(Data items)
-- START --

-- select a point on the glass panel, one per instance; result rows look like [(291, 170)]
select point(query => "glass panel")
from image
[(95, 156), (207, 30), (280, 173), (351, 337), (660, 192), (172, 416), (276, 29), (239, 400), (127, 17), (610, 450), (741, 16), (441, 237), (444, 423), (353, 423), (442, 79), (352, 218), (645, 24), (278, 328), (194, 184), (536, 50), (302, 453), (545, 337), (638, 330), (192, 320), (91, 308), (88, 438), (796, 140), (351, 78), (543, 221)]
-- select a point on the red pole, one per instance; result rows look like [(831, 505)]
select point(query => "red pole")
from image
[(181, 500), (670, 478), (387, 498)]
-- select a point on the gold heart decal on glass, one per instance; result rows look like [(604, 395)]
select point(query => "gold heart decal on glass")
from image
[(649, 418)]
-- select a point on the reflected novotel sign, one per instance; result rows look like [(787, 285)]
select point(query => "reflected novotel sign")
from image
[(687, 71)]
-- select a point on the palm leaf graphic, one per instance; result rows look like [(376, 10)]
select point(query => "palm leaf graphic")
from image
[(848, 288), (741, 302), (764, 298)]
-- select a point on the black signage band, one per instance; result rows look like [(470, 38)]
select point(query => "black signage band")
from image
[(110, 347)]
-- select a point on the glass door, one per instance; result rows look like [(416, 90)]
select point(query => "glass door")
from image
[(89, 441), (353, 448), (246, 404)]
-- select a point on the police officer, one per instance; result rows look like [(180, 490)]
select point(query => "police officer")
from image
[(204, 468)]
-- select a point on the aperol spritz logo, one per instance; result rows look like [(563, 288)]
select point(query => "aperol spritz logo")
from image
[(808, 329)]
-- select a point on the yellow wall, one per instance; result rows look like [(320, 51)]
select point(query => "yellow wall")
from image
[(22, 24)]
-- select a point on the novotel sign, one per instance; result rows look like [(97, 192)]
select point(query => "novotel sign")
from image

-- END --

• **Task to complete**:
Copy the lines verbatim, beginning at the line that contains "-- select a point on the yellow" and continuing through the last line of the data items.

• **Complete response**:
-- select a point on the yellow wall, one per instance; result rows look like [(320, 51)]
select point(query => "yellow wall")
from image
[(22, 24)]
-- select a point on the novotel sign, one per instance; result rows look like [(97, 192)]
select point(query => "novotel sign")
from image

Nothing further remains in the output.